:: AVAILABLE DATA ::
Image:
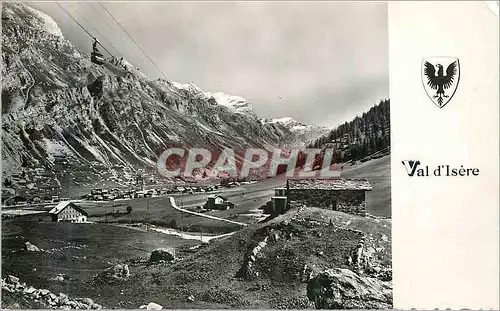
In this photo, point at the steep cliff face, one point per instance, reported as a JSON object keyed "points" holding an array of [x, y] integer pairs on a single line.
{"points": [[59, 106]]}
:::
:: AVAILABLE DATA ::
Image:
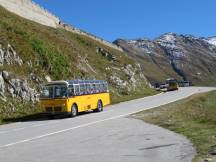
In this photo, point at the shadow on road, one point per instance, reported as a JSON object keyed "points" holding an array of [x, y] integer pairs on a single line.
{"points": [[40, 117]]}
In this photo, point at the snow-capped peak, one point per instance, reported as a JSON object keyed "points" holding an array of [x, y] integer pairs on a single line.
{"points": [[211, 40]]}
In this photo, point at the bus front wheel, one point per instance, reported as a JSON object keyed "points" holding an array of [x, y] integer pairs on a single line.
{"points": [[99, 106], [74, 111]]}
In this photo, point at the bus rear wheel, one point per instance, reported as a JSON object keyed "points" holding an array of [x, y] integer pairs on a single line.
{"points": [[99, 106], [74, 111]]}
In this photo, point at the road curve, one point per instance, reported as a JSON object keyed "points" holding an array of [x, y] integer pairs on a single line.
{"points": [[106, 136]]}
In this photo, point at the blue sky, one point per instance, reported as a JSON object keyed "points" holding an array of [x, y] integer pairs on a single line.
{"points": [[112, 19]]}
:::
:: AVAILABLE DATA ::
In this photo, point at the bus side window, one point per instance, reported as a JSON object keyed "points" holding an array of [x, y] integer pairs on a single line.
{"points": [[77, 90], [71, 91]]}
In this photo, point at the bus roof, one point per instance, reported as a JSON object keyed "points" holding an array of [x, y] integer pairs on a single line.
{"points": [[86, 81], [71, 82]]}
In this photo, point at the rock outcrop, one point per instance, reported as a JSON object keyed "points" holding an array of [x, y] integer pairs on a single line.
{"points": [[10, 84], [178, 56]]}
:::
**REQUIREMENTS**
Which lines of the material above contain the string "wheel"? Pick out each one and copy it in full; case counts.

**FULL OUTPUT**
In this photo, point at the bus front wheel, one point per instance, reported as a JSON object keyed "points" holding an array of [x, y] integer pairs on a single line.
In this photo, point at the bus rear wheel, one point per instance, reported as a JSON object keyed "points" holding an array of [x, y] integer pairs on a single line.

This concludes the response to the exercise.